> _Text_
★ ★ ★ ★ ★
When lawmakers say that education policy should be based on research, the
spirit of the law implies reliable, consensus research. Any other
interpretation would mean, and has meant, carrying out unwarranted human
experimentation on our own children. "  There is very little room here
for critical or alternative perspectives and a view of education as
mastery of the received tradition.

f)  (Listen up, EFFers)  "In the field of psychology, which is the key
field for education research, much of what is accepted within the
educational community has been required to conform to a so-called
"constructivist" ideology that does not represent the consensus in
mainstream psychology, and is almost certainly incorrect." (Though we've
heard nothing from official headquarters on the USDoE, DAEL's or OVAE's
position on EFF, from a consistent ideological perspective one might draw
a reasonable conclusion that the current Department of Education would
not look favorably on such "constructvist," "metacognitive" projects like
EFF.  Is this worth a discussion?)

Though I do not know exactly what the influence of such neo-conservative
tending educators  thinkers as E.D. Hirsch (he claims to be a liberal),
William Bennett, B.V. Manno, and Lynne Cheney are having on current USDoE
 thinking, a perusal of the documents and an attunement of various
pronouncements and television presentations leads one (me) to believe
that the collective influence of these thinkers is substantial. 

 What makes their influence particularly pernicious, in my opinion, is
that so much of this is happening below the radar screen where the likes
of constructivism and other progressive educational concepts are being
dismissed as ideology and faddism, while neo-conservative educational
thought is being equated with objective science.  There is an eeirie
Orwellian abuse of language in operation that marginalizes critical
thought with governmental propaganda that the good Senators of Senator
Kennedy's Committee just may not be in a position to see or to act upon
to which they must be held to account.

There's a lot at stake in the current direction of the UDDoE under Bush,
Paige.

Ralph Nader, is there really no difference between Gore and Bush?

George Demetrion
Sophocles5 at juno.com
________________________________________________________

Mathematically Correct

Address to California State Board of Education
April 10, 1997
by E. D. Hirsch, Jr.

http://ourworld.compuserve.com/homepages/mathman/edh2cal.htm

The enormous problem faced in basing policy on research is that it is
almost impossible to make educational policy that is not based on
research. 
Almost every educational practice that has ever been pursued has been
supported with data by somebody. I don't know a single failed policy,
ranging from the naturalistic teaching of reading, to the open classroom,
to the teaching of abstract set-theory in third-grade math that hasn't
been research-based. Experts have advocated almost every conceivable
practice short of inflicting permanent bodily harm.
★ ★ ★ ★ ★
(Excerpts from point annotation data)

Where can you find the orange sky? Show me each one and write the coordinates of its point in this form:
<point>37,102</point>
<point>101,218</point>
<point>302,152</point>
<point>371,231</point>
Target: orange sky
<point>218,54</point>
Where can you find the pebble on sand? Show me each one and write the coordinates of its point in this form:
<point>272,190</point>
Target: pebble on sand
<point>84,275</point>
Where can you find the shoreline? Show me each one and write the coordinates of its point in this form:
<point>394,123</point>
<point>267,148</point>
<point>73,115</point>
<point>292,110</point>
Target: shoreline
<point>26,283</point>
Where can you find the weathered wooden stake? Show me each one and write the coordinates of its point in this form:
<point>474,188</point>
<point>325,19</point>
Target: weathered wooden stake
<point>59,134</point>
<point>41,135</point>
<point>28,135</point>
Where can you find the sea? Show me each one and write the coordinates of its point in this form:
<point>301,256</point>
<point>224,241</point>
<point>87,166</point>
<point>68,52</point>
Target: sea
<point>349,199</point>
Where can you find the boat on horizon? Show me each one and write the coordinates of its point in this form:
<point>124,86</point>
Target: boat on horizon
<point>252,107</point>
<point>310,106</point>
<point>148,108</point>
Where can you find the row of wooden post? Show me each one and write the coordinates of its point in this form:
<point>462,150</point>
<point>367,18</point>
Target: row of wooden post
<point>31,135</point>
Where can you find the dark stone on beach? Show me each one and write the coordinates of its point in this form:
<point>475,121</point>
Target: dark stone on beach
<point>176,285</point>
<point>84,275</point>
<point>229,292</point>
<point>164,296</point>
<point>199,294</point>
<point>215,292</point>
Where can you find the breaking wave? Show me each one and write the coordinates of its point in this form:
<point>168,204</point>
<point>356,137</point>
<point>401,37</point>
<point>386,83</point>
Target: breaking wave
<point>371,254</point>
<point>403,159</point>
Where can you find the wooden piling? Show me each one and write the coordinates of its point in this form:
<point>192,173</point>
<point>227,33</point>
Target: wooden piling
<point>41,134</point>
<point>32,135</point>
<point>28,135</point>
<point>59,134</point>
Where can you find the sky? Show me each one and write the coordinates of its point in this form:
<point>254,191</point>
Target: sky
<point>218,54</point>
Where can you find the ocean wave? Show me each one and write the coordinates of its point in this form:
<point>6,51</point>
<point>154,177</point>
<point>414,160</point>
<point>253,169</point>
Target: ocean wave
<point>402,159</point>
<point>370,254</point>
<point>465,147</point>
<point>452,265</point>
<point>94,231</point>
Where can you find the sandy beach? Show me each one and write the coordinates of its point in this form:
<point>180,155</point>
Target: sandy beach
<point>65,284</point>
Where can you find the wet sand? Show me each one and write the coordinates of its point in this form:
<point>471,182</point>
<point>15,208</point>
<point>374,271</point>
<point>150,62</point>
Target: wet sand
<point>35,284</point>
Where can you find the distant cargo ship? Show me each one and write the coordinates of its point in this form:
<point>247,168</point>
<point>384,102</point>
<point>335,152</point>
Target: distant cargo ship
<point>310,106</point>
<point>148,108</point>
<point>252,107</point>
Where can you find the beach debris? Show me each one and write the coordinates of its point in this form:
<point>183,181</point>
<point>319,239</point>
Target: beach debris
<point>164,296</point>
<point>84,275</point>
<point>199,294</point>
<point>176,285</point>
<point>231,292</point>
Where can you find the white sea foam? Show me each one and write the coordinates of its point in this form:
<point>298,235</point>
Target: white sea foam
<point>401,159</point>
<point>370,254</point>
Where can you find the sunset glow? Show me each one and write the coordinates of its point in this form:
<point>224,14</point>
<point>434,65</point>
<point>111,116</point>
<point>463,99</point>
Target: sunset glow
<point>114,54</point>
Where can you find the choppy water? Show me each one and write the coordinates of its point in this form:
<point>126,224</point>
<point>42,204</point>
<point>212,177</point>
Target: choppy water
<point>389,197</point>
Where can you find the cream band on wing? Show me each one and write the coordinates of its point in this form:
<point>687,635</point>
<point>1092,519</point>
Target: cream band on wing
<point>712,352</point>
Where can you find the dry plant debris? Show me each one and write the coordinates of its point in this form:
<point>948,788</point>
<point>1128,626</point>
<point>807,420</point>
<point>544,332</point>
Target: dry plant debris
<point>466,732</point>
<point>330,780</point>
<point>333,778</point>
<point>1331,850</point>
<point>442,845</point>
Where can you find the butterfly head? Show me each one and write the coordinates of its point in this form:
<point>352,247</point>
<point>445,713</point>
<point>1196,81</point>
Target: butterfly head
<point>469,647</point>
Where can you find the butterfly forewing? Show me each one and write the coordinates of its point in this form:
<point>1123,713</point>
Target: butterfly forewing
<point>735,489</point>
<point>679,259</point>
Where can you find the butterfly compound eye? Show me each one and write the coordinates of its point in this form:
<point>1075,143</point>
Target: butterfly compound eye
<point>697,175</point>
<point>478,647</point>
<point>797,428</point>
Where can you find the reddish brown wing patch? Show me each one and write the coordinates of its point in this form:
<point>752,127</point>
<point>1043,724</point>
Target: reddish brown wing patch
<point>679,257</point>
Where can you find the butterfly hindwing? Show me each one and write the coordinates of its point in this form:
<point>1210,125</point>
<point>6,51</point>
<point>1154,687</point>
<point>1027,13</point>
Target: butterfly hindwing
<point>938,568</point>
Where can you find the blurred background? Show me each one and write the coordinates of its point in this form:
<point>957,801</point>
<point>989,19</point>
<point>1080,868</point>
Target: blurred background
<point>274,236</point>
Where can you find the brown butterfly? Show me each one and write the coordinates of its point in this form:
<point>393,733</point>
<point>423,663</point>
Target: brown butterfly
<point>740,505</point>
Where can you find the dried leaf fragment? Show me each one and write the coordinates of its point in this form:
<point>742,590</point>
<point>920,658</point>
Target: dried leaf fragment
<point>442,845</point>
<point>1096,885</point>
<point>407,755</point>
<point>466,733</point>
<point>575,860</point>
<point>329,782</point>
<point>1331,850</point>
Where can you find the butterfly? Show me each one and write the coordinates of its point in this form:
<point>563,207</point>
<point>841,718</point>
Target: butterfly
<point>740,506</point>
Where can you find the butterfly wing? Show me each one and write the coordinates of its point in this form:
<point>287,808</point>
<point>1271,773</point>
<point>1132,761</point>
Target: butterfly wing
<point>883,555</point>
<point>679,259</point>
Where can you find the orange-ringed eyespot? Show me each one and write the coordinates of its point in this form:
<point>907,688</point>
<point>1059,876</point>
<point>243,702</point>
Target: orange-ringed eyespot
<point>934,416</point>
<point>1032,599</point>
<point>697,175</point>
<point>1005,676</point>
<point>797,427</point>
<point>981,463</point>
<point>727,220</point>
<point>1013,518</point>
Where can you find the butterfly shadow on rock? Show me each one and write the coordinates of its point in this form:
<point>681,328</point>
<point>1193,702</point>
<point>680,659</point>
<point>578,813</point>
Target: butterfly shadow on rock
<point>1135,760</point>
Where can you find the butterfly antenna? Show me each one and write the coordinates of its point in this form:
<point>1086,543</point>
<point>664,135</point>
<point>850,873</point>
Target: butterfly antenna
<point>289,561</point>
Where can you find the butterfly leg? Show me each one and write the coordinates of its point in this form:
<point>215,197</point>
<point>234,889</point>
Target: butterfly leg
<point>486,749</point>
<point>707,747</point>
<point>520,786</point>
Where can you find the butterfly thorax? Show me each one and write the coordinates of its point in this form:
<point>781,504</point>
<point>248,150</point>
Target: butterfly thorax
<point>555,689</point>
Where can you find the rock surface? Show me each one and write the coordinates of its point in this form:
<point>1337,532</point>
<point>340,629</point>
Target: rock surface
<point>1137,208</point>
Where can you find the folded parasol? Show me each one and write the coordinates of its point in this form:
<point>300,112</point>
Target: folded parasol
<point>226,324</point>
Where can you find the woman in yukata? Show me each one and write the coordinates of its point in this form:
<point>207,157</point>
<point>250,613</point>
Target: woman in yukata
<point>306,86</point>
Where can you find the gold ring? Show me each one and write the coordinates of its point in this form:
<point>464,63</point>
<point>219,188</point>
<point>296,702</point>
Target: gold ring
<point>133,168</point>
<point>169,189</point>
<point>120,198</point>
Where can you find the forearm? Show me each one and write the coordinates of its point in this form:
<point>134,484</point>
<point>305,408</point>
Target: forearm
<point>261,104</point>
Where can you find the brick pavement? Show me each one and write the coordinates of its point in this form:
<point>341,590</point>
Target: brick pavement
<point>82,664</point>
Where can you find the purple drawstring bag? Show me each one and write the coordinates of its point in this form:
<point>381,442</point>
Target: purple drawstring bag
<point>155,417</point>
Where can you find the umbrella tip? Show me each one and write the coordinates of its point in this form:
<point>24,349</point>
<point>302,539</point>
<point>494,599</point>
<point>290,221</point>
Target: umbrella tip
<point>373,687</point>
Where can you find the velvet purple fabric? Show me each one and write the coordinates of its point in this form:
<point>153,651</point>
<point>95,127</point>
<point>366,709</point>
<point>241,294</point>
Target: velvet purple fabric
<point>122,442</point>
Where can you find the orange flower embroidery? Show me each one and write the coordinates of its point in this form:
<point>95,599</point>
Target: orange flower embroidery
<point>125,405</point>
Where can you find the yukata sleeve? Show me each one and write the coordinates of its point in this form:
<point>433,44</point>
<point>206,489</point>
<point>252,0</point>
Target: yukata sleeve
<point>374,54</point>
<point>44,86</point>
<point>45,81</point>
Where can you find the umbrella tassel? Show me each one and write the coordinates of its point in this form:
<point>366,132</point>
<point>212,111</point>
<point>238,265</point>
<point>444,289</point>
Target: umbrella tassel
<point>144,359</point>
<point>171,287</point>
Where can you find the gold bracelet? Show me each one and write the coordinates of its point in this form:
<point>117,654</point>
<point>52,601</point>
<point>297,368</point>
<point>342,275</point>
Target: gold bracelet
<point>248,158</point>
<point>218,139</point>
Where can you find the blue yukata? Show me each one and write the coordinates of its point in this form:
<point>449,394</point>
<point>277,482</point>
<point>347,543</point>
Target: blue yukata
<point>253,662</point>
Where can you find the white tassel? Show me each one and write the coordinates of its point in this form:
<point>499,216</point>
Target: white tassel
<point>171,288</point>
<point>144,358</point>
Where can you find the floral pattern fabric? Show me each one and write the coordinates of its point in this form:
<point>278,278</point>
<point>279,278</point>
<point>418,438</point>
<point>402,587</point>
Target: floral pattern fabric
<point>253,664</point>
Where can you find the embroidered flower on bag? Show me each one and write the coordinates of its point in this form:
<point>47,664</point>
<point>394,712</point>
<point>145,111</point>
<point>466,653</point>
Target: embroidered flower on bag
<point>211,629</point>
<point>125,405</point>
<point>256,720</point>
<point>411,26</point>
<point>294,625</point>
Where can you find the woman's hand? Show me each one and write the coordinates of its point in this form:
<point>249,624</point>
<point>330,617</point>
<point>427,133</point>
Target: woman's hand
★ ★ ★ ★ ★
> _Exercises_
1. Transcribe the passage of the education policy text between "George Demetrion" and "D. Hirsch, Jr.", inclusive.
2. Format the lines of the records between the lines holding "Where can you find the butterfly wing?" and "<point>1135,760</point>", inclusive, as a numbered list, omitting any blank lines.

> _Expected responses_
1.
George Demetrion
Sophocles5 at juno.com
________________________________________________________

Mathematically Correct

Address to California State Board of Education
April 10, 1997
by E. D. Hirsch, Jr.

2.
1. Where can you find the butterfly wing? Show me each one and write the coordinates of its point in this form:
2. <point>287,808</point>
3. <point>1271,773</point>
4. <point>1132,761</point>
5. Target: butterfly wing
6. <point>883,555</point>
7. <point>679,259</point>
8. Where can you find the orange-ringed eyespot? Show me each one and write the coordinates of its point in this form:
9. <point>907,688</point>
10. <point>1059,876</point>
11. <point>243,702</point>
12. Target: orange-ringed eyespot
13. <point>934,416</point>
14. <point>1032,599</point>
15. <point>697,175</point>
16. <point>1005,676</point>
17. <point>797,427</point>
18. <point>981,463</point>
19. <point>727,220</point>
20. <point>1013,518</point>
21. Where can you find the butterfly shadow on rock? Show me each one and write the coordinates of its point in this form:
22. <point>681,328</point>
23. <point>1193,702</point>
24. <point>680,659</point>
25. <point>578,813</point>
26. Target: butterfly shadow on rock
27. <point>1135,760</point>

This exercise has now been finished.